### Input data ###
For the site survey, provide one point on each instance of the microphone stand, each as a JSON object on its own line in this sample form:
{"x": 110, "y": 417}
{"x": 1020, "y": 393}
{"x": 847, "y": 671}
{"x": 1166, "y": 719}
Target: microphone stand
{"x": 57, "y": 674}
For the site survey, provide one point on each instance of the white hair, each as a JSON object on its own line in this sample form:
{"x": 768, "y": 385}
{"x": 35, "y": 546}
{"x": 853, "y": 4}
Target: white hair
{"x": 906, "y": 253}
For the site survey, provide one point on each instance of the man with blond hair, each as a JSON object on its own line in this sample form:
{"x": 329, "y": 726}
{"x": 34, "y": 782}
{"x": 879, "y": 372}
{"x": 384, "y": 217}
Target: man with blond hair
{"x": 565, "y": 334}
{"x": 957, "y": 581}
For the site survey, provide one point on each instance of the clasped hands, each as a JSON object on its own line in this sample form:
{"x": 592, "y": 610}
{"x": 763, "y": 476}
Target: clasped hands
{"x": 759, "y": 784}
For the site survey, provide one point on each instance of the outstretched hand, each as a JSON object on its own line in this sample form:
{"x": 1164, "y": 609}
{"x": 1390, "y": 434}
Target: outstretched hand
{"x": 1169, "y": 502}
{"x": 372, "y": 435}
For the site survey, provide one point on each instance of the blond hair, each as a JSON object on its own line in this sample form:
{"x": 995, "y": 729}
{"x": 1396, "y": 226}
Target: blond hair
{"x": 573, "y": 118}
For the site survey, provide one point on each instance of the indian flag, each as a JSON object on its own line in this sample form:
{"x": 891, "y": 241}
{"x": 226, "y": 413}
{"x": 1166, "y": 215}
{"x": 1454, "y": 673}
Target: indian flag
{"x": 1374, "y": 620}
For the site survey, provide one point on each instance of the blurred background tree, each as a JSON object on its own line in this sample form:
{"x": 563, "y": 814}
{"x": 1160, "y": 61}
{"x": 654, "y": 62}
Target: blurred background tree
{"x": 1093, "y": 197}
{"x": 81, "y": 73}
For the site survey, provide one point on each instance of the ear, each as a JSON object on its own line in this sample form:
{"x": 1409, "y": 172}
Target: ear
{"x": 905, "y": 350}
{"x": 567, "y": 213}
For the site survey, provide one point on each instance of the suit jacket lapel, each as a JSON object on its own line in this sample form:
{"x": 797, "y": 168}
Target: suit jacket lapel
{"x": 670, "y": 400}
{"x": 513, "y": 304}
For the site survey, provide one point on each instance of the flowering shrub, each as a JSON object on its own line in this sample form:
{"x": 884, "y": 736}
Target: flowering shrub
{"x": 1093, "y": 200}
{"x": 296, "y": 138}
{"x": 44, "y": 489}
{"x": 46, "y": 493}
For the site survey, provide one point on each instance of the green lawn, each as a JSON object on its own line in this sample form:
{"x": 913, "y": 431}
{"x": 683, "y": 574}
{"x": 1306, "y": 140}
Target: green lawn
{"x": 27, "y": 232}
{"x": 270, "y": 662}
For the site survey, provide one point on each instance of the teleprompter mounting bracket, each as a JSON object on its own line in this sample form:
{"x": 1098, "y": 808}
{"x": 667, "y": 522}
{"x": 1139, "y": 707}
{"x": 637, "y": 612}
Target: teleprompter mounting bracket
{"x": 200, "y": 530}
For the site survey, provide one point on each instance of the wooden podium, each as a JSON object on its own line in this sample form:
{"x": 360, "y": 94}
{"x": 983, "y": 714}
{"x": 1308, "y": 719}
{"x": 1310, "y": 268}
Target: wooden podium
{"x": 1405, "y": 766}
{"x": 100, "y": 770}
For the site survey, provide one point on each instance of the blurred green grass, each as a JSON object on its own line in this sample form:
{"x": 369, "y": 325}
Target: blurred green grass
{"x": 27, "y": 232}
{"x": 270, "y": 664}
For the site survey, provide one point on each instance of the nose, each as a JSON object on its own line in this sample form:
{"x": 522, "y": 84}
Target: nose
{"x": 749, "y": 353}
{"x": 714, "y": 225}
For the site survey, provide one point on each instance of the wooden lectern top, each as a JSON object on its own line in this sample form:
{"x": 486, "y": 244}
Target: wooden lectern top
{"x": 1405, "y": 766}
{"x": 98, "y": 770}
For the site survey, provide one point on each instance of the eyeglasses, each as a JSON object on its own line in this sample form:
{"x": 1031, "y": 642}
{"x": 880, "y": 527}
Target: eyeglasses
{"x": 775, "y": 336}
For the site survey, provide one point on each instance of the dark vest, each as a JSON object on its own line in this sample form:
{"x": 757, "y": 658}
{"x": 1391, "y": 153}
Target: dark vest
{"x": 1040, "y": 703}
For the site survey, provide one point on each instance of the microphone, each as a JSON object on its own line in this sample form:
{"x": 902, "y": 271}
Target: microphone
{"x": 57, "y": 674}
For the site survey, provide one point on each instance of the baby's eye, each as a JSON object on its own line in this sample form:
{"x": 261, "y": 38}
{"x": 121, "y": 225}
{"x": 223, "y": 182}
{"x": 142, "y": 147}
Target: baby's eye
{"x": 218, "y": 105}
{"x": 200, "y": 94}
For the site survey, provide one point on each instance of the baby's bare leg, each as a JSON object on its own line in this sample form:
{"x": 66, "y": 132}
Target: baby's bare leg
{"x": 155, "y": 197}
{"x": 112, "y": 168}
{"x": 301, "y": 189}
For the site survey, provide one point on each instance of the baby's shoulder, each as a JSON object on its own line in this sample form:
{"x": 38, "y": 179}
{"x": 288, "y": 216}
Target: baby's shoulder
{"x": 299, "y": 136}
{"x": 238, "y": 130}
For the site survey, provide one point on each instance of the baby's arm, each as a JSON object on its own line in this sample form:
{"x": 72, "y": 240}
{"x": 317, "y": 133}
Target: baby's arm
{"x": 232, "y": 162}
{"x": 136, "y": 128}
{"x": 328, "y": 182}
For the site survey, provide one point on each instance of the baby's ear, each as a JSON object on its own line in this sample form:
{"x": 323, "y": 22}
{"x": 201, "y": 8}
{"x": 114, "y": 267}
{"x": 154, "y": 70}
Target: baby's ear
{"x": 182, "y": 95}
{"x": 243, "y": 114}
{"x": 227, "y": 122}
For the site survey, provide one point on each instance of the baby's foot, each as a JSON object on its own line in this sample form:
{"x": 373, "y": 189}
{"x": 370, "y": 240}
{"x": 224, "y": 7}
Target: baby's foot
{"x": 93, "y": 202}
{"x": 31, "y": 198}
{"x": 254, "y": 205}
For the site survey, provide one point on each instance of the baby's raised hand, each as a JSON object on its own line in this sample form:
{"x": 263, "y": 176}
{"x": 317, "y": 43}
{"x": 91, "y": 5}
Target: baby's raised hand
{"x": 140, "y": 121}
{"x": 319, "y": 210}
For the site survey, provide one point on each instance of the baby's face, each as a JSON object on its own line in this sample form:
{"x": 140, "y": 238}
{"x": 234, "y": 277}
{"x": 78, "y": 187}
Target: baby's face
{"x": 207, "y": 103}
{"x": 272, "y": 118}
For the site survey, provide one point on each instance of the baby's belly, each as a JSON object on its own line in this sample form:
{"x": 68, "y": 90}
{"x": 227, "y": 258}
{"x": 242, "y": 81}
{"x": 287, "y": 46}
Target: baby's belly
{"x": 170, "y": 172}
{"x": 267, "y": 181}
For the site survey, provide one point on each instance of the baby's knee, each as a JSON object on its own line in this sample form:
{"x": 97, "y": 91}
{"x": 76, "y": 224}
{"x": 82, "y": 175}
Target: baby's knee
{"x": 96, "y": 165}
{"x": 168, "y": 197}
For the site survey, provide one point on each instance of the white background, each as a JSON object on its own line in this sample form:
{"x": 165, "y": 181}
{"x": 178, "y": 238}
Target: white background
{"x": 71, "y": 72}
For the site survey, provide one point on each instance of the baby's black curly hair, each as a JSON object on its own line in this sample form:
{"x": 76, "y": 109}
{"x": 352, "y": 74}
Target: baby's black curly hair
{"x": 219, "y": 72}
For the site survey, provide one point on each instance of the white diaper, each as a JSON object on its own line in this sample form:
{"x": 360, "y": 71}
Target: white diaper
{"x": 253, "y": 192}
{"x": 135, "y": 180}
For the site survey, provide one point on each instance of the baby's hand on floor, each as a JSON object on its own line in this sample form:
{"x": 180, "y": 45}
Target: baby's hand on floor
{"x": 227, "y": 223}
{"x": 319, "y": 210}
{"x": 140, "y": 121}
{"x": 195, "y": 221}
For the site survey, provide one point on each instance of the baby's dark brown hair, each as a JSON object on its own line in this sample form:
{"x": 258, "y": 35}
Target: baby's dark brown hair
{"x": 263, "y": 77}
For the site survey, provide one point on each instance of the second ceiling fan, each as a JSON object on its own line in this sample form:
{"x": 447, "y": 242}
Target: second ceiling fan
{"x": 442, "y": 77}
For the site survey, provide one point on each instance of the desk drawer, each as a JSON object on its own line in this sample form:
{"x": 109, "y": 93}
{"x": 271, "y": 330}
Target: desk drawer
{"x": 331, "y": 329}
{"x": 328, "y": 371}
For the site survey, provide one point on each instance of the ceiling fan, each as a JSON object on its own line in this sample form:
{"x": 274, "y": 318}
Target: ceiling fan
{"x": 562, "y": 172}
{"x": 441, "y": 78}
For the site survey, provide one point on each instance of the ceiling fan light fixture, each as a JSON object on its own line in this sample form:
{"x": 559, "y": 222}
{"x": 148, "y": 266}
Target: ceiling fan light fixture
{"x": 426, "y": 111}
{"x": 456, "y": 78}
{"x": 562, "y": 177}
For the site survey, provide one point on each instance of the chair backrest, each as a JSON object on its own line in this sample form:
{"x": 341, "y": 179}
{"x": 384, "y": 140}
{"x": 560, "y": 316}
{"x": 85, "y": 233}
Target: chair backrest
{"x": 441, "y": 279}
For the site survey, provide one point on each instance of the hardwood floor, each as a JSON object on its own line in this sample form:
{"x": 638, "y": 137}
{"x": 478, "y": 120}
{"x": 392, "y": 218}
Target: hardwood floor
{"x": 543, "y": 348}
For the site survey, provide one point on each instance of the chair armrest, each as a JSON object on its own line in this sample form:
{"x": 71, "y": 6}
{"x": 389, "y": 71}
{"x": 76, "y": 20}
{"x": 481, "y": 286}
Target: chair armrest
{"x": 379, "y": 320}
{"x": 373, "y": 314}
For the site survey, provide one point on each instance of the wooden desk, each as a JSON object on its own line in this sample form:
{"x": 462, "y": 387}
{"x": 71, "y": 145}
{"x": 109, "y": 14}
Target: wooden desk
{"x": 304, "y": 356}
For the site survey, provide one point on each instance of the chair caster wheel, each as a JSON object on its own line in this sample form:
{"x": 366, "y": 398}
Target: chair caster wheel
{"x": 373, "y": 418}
###
__Task goal__. Output exactly one stretch of the listing: from the line containing "chair armrest, each" through the line containing "the chair caster", both end lines included.

__Answer to this exercise__.
For the site survey, provide one point on each instance of the chair armrest, each as a JSON object on its own line in this sample form:
{"x": 71, "y": 6}
{"x": 389, "y": 71}
{"x": 76, "y": 20}
{"x": 481, "y": 286}
Target: chair armrest
{"x": 379, "y": 320}
{"x": 373, "y": 314}
For the site survey, provide one point on each instance of the wooden desk, each as a JSON object on its own line in this sample form:
{"x": 462, "y": 387}
{"x": 71, "y": 145}
{"x": 109, "y": 14}
Target: wooden desk
{"x": 304, "y": 356}
For the site survey, provide one point on each instance of the chair caster wheel, each as a JSON object on its own line in this sample form:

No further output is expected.